>> start Listed records

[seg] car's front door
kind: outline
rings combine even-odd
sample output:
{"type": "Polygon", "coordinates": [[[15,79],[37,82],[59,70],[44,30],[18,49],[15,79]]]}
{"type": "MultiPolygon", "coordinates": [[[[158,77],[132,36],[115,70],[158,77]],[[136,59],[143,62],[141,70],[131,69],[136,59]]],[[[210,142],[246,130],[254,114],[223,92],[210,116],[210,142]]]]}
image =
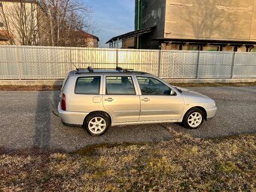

>> end Listed records

_Exercise directions:_
Change every "front door" in the lines above to "rear door" and keep everything else as it is. Leave the pictures out of your answer.

_Exercise answer:_
[seg] car's rear door
kind: outline
rings combine even-odd
sample output:
{"type": "Polygon", "coordinates": [[[15,79],[37,82],[59,70],[44,30],[18,49],[15,79]]]}
{"type": "MultiPolygon", "coordinates": [[[[158,77],[132,36],[115,70],[158,77]],[[136,59],[143,62],[141,70],[131,69],[136,59]]],[[[210,142],[246,130],[254,114],[223,92],[210,116],[210,142]]]]}
image =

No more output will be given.